## [Dataset excerpts]
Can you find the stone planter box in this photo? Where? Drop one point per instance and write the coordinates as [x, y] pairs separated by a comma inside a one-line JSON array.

==

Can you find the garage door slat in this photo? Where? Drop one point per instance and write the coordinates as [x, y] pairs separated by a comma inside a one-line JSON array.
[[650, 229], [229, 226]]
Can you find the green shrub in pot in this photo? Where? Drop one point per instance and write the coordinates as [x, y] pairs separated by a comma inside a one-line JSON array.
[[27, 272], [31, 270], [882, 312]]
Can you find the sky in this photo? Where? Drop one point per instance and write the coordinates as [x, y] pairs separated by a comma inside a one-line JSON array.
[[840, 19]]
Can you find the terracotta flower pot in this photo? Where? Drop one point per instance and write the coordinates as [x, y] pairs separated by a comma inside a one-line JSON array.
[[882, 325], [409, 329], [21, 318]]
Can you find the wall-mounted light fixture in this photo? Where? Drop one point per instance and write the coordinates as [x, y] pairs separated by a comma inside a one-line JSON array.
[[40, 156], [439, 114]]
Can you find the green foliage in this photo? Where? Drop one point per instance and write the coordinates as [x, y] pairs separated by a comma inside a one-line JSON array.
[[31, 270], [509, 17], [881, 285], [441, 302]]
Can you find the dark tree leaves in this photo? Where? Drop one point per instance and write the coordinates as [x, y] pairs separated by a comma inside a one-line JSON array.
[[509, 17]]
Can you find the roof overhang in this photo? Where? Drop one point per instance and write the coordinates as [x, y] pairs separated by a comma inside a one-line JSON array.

## [Work task]
Each line in the listing above from the one containing "Can you find the green shrub" through the one containing "Can you find the roof" should be repeated exactly, and no other line.

## [Written response]
Can you find the green shrub in pot in this photo? Where? Drop one point per instance and write the coordinates as [x, y] pairs separated by a comma inside a one-line JSON array.
[[27, 272], [31, 270], [882, 312]]
Can you find the sky in this photo? Where? Drop one point per instance and write the coordinates as [x, y] pairs separated by a comma inside a one-line JSON array.
[[840, 19]]
Can you find the terracotta flower pot in this photo? Where? Drop one point per instance and write the coordinates as [x, y] pairs separated by a comma inside a one-line JSON array.
[[882, 325], [409, 329], [21, 318]]
Can you find the wall-mounted light fixture in this photo? Where? Drop one point per instance and write the coordinates as [x, y] pairs separated by a comma inside a one-line JSON array.
[[40, 156], [439, 114]]
Can you find the green foliage in this photo? Where? Drop one point per instance and write the coordinates as [x, y] pairs separated by a comma inside a one-line JSON array.
[[31, 270], [509, 17], [881, 285], [441, 302]]
Can you find the dark tree leaves in this photo? Where? Drop one point per instance and write the coordinates as [x, y] pairs separated by a comma inside a one-line JSON array.
[[509, 17]]
Can you find the roof overhang in this photo? Where? Drop one point per instance and write the coordinates as [x, y] pairs separated by a comma inside a one-line JSON array.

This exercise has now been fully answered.